─── RECORDS FOR THE EXERCISE ───

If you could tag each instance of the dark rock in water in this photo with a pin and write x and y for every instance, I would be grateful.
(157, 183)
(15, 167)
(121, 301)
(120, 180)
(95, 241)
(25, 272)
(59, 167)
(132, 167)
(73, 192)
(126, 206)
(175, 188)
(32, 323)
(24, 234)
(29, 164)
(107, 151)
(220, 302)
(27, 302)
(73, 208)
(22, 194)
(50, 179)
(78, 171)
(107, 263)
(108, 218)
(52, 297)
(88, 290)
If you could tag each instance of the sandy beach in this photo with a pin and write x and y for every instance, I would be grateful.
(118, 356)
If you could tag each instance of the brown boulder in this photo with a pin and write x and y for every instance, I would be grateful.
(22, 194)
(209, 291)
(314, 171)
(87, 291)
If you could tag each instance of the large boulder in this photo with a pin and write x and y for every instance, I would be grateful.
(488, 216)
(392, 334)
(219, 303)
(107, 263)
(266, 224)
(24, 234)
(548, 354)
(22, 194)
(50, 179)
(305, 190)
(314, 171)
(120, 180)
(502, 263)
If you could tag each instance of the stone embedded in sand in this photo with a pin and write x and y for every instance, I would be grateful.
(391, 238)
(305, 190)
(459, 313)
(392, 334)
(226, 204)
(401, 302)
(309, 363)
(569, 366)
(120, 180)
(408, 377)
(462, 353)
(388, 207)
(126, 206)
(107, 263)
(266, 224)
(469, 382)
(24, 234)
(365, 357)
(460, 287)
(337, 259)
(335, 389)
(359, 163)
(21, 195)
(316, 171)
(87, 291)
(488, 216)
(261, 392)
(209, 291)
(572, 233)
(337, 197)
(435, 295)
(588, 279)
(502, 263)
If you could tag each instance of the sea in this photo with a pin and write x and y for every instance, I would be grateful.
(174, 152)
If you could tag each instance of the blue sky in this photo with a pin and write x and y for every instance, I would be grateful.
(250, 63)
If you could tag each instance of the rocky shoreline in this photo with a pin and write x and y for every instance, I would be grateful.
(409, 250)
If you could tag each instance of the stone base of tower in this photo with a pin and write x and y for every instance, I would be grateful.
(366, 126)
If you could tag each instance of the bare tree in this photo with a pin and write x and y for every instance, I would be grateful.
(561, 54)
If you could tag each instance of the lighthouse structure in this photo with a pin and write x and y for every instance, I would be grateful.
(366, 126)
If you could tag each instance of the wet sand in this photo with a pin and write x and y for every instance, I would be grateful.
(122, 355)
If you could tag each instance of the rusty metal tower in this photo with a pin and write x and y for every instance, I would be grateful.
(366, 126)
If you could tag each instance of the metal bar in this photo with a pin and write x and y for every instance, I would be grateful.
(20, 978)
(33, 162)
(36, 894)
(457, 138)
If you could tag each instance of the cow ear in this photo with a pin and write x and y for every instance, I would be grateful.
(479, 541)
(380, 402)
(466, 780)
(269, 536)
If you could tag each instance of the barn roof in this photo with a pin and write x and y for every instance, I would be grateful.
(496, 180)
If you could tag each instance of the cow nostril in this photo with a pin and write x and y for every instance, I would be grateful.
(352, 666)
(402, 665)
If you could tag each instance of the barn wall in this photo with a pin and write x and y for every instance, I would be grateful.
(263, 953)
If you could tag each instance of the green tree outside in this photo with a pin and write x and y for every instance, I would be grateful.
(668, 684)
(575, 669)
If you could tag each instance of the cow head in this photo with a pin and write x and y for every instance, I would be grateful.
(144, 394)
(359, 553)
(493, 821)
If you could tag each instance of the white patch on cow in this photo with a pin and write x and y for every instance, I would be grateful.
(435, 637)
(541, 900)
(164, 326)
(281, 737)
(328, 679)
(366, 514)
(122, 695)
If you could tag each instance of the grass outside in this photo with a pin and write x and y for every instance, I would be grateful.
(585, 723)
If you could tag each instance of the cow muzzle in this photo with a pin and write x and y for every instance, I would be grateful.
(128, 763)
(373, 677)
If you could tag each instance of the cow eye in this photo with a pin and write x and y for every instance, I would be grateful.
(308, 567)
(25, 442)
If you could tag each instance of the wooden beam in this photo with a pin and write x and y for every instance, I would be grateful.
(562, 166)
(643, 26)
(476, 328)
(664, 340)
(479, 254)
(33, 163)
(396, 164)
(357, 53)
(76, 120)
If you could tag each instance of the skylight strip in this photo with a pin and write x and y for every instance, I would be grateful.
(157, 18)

───

- **TASK DETAILS**
Write the listing out again, word for word, in its entirety.

- **EXERCISE RESULT**
If you could tag each instance of the dark rock in water in this photo with a pin and write x and y for every instance, I would be grateful.
(157, 183)
(15, 167)
(121, 301)
(120, 180)
(95, 241)
(25, 272)
(59, 167)
(132, 167)
(73, 192)
(126, 206)
(175, 188)
(32, 323)
(24, 234)
(29, 164)
(107, 151)
(220, 302)
(27, 302)
(73, 208)
(22, 194)
(50, 179)
(78, 171)
(107, 263)
(108, 218)
(52, 297)
(88, 290)
If you could tag each instance of the sandy beach in this photo with a pin and write x and y for every instance, I would be grateful.
(118, 356)
If you could tag each instance of the brown boulder in this photo with a pin and write x and y for every instance, I would be grateful.
(22, 194)
(209, 291)
(314, 171)
(87, 291)
If you could tag each instance of the large boulder in this photo with a pin and write x and y for every instance, I would be grateful.
(488, 216)
(392, 334)
(219, 303)
(107, 263)
(266, 224)
(24, 234)
(548, 354)
(22, 194)
(50, 179)
(305, 190)
(314, 171)
(120, 180)
(502, 263)
If you could tag each instance of the stone embedded in sand in this photo with a pin and write x and y for every instance, I would be grateful.
(391, 238)
(305, 190)
(459, 313)
(392, 334)
(226, 204)
(401, 302)
(309, 363)
(569, 366)
(120, 180)
(408, 377)
(462, 353)
(388, 207)
(126, 206)
(107, 263)
(266, 224)
(469, 382)
(24, 234)
(365, 357)
(460, 287)
(337, 259)
(335, 389)
(359, 163)
(21, 195)
(316, 171)
(87, 291)
(488, 216)
(261, 392)
(209, 291)
(572, 233)
(337, 197)
(435, 295)
(588, 279)
(502, 263)
If you could tag each instance of the sea in this photo with a pin and write x and y for every instance, I would be grateful.
(174, 152)
If you could tag each instance of the blue sky in this photo with a pin and write x and y for every instance, I would be grateful.
(250, 63)
If you could tag each instance of the rocky shoreline in this photo with a pin and write x and y for every instance, I would be grateful.
(409, 250)
If you could tag each instance of the stone base of tower in this photo with a pin and write x and y for every instance, I would be grateful.
(366, 126)
If you could tag each instance of the bare tree in this photo with a pin and write x and y for every instance, I would be grateful.
(561, 54)
If you could tag each instance of the lighthouse structure in this photo with a pin and write x and y for every instance, I would be grateful.
(366, 126)
If you could tag each instance of the wet sand in this photo with a pin and write x and y for every instance, I would be grateful.
(122, 355)
If you could tag each instance of the rusty metal tower in this photo with a pin and write x and y for every instance, I would be grateful.
(366, 126)
If you could tag each instance of the metal bar in this photo with a pin and write x and y for every instance, I would be grateful.
(20, 978)
(33, 162)
(36, 894)
(457, 138)
If you could tag each instance of the cow ear in this photo with a pin and write x and y for every instance, I would be grateful.
(479, 541)
(380, 402)
(466, 780)
(269, 536)
If you could tag each instance of the barn roof in this photo with a pin and write x and y for every instance, I would be grateful.
(496, 180)
If you could tag each instance of the cow nostril in this photo with a pin and write x and y for every instance, I would be grateful.
(352, 666)
(402, 665)
If you could tag each instance of the barn wall in this photo with a pin and write x and y for every instance, I would be grateful.
(263, 953)
If you could tag each instance of the green tree outside in this photo with a pin and write x and y for every instance, I would be grateful.
(668, 684)
(575, 669)
If you could tag each instance of the cow head in this photo with a pin and write x and y for every instance, I would be grateful.
(144, 394)
(359, 553)
(493, 821)
If you could tag each instance of the white patch on cow in this photo with a pin and write x and y for every instance, I would be grateful.
(435, 637)
(541, 900)
(164, 326)
(281, 737)
(328, 679)
(366, 514)
(122, 695)
If you could tag each instance of the grass outside in this photo with a pin and write x and y for every instance, I would be grateful.
(585, 723)
If you could tag each instance of the cow muzzle in this photo with a pin and write x and y for every instance, I would be grateful.
(128, 763)
(373, 677)
If you could tag each instance of the cow eye in this photo with a pin and write x and y for every instance, I would be grateful.
(308, 567)
(25, 442)
If you could tag each instance of the wooden beam in this photo with a pin and write x and y for every instance, I would be grateful.
(562, 166)
(643, 26)
(476, 328)
(664, 340)
(479, 254)
(33, 163)
(396, 164)
(357, 53)
(76, 120)
If you could tag each instance of the skylight strip in this photo with a pin and write x and y for every instance, I would be grateful.
(157, 18)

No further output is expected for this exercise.